> DOCUMENT:
━━━━

He also told the Board of Realtors that "The teachers from Teach for America – a program that puts recent college graduates who didn’t major in education
into the classroom for two years – is one of our best sources of energetic, effective teachers." Apparently he hasn't read very much of the research on Teach for America teachers.

Gorman is one of those suck-ups who applauds Arne Duncan at every opportunity. He praises Race to the Top. He drools over Bill Gates and he lauds the Broad Foundation. And he seeks and takes their money.

Gorman is a guy who fancies himself a "leader" but who simply follows the corporate business-model "reform" crowd. He as stated that in the Charlotte schools, "We will link pay to performance and create standards that are rigorous and explicit to measure effectiveness. " And, continues Gorman, "we
will consider their [teacher] input ." How noble of him

Apparently Gorman is also not well-acquainted with the research on pay for performance (merit pay) either. Indeed, if a school system or organization were go ing to implement such a pay system the very first critical requirement is that it be designed and administered with the direct cooperation and consent of those it will affect.

Gorman cites that conservative canard (think Eric Hanushek) that having a "great teacher" three or four years in a row eliminates the "achievement gap." You don't have to do anything about poverty or motivation or parenting or any other social problems...the teacher can and will fix it all. But it just isn't true.

Gorman is a "leader" who slobbers when he talks about Teach for America. He's been criticized for laying off veteran teachers in the Charlotte schools while hiring TFA teachers, and he vows to continue that policy. Gorman calls his administrators his "boots on the ground for identifying and rewarding excellence." and while he says teachers will be involved in developing value-added evaluations , it appears that the work comes mostly from the Gates Foundation and a small in-house group of top aides.

Gorman is a self-aggrandizer who claims he'll "lead the way" to education "reform."

━━━━

> REQUIRED TASKS:
**a.** List every person the commentary on Gorman above mentions by name.
**b.** Count the lines in the listing below that contain the string "floral", treating uppercase and lowercase as different, and give only that number.

━━━━

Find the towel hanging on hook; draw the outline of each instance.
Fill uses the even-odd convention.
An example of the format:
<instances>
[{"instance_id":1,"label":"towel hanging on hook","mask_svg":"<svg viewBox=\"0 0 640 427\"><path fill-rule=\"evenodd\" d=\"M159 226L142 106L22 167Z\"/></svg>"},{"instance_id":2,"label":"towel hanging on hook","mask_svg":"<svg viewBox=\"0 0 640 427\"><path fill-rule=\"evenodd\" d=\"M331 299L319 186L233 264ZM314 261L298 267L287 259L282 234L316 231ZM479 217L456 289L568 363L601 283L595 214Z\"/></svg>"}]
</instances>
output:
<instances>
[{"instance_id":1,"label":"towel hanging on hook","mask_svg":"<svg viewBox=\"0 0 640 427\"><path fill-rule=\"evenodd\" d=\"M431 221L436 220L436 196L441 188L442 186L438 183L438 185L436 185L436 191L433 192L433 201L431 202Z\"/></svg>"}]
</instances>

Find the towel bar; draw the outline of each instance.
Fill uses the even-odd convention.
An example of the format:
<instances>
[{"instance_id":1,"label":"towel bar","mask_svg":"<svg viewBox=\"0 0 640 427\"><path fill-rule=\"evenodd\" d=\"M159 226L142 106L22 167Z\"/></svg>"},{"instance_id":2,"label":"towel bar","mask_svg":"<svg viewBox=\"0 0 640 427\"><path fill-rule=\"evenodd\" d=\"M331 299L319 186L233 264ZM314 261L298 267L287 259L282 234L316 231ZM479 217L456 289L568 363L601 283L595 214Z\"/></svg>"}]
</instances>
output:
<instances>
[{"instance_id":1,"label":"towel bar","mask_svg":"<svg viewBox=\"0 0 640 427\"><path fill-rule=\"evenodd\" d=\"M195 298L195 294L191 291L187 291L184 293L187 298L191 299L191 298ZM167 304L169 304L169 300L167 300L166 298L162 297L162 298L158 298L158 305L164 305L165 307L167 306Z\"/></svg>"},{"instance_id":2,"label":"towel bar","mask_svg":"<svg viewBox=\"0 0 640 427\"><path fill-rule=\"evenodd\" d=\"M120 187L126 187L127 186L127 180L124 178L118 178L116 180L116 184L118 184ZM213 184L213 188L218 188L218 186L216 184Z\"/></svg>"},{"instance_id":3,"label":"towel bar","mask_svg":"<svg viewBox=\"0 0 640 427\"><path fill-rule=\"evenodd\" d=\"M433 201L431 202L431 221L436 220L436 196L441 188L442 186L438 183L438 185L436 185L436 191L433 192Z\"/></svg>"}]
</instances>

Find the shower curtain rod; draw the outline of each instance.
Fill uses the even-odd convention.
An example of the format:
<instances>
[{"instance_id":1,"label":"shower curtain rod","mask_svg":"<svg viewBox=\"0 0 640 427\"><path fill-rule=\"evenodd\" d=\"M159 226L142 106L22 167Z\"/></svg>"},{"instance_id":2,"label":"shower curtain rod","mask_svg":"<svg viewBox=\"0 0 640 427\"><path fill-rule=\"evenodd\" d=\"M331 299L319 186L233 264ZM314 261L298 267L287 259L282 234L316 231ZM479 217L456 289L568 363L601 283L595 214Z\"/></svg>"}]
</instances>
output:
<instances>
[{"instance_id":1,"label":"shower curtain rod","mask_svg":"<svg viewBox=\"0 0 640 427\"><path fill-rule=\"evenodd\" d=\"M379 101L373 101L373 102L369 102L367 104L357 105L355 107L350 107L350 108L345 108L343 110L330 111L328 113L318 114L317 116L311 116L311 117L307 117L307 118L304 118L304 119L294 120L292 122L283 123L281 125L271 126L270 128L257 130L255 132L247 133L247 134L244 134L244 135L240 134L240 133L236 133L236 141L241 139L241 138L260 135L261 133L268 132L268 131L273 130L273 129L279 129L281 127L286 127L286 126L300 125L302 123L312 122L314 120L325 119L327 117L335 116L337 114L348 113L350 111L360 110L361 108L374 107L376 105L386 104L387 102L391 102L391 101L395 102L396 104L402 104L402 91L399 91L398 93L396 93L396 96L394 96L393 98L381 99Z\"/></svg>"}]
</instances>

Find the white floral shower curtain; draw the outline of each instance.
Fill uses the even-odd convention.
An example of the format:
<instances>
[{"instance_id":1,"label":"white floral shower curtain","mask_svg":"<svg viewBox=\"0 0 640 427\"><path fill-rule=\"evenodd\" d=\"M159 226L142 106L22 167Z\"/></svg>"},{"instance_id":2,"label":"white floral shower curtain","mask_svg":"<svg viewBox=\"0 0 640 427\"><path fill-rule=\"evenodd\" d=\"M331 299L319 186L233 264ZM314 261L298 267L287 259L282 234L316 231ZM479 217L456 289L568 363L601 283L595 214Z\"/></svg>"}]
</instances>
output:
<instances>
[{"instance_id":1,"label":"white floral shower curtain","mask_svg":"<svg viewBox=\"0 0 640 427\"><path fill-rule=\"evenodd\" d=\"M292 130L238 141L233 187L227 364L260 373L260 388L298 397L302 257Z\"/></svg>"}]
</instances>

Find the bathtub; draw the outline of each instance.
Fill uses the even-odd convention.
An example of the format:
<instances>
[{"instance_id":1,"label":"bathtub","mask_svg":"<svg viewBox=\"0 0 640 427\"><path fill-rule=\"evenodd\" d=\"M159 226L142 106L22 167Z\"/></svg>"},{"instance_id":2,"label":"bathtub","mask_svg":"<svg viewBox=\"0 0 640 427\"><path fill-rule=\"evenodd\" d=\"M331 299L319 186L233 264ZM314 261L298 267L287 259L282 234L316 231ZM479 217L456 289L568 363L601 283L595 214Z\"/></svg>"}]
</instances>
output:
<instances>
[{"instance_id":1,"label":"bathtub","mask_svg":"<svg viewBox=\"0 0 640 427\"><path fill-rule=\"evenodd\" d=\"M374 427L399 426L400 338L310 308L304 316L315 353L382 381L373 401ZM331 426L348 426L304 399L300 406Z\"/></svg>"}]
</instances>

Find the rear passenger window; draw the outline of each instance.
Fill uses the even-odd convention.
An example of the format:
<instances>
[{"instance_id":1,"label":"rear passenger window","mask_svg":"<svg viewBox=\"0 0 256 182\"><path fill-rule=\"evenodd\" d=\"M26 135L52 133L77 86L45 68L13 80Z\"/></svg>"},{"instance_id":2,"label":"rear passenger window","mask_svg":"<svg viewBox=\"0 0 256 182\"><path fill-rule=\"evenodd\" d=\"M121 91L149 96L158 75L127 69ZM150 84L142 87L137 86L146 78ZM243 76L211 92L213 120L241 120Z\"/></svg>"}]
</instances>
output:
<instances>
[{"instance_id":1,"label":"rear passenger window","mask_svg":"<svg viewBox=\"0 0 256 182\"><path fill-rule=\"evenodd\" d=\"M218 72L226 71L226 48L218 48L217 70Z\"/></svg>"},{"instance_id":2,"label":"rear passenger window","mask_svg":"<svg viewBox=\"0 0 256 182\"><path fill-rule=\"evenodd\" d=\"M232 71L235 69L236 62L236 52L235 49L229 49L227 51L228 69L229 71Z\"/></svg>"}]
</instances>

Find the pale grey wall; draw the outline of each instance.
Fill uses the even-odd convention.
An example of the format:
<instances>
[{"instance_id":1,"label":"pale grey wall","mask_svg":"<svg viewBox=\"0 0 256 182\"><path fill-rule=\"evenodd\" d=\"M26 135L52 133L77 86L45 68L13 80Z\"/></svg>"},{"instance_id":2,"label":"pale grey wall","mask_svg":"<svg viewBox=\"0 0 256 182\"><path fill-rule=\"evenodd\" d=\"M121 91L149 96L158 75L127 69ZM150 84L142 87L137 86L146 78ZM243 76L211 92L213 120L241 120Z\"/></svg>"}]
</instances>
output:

━━━━

> ANSWERS PROVIDED:
**a.** Gorman, Arne Duncan, Bill Gates, Eric Hanushek

**b.** 3